Problem requirements — Copy out every line of the records below word for word, leaving out the pictures.

======

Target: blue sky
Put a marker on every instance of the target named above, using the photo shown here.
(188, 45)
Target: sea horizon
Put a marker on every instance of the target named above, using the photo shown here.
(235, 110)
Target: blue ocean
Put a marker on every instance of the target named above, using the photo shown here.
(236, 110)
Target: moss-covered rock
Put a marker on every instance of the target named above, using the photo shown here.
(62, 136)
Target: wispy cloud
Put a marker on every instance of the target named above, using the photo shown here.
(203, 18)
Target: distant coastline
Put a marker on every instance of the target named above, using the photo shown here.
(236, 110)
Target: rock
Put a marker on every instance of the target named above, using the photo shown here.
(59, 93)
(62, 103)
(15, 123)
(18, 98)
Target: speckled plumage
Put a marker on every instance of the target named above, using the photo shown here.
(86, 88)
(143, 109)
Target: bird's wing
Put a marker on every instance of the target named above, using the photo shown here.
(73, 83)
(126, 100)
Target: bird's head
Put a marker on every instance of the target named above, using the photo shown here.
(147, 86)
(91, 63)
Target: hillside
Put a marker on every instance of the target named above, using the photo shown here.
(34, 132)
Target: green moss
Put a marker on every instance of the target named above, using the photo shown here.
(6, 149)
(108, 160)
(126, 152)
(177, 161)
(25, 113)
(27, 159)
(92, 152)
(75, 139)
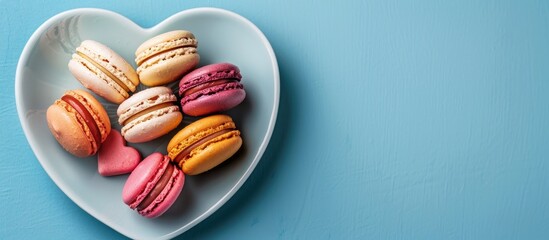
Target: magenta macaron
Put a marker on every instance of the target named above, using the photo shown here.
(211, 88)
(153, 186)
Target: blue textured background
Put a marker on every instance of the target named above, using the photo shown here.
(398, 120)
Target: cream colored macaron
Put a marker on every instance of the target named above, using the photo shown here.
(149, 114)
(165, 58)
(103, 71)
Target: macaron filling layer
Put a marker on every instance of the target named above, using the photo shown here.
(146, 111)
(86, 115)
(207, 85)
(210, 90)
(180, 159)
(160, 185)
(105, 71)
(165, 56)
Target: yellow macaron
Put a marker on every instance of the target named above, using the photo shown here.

======

Written reply —
Target: blue sky
Put a marker on every instance of the target named above, using the photo shown here.
(188, 45)
Target: sea horizon
Put a marker on every instance of the target named above, using the photo shown here.
(235, 110)
Target: blue ocean
Put a marker on every instance of the target named above, using the photo shown here.
(236, 110)
Target: moss-covered rock
Put a marker on every instance of the target named above, using the photo shown here.
(62, 136)
Target: wispy cloud
Put a marker on every instance of the target named above, using the photo shown here.
(203, 18)
Target: distant coastline
Put a marker on every instance of the target named above, using the photo shown here.
(236, 110)
Target: rock
Put a marker on every instance of the target named above, using the photo shown here.
(59, 93)
(62, 103)
(15, 123)
(18, 98)
Target: speckled plumage
Put a marker on every instance of the target named above, using the photo shown here.
(86, 88)
(143, 109)
Target: bird's wing
Put a marker on every instance of the target named above, using the photo shown here.
(73, 83)
(126, 100)
Target: bird's head
Put a marker on every instance of the target named above, using the photo shown here.
(147, 86)
(91, 63)
Target: hillside
Put a marker on every instance of the target named above, using the photo shown here.
(34, 132)
Target: green moss
Put a marker on every instance of the target named above, using the photo shown here.
(6, 149)
(108, 160)
(126, 152)
(177, 161)
(25, 113)
(27, 159)
(92, 152)
(75, 139)
Target: magenta macaron
Put a marker on every instance of the target named above, using the photo shown here.
(211, 88)
(153, 186)
Target: blue textured background
Put a marker on every instance of the target named above, using the photo shown here.
(398, 120)
Target: cream colored macaron
Put a marker on every instance of the target named above, using the photo shown here.
(149, 114)
(165, 58)
(103, 71)
Target: macaron filling layer
Put a marker on every instance of the target named above, using the photo shown here.
(146, 111)
(86, 115)
(207, 85)
(210, 90)
(180, 159)
(160, 185)
(105, 71)
(165, 56)
Target: yellow macaron
Put a marker on every instance of the target named above, using the photo shown here.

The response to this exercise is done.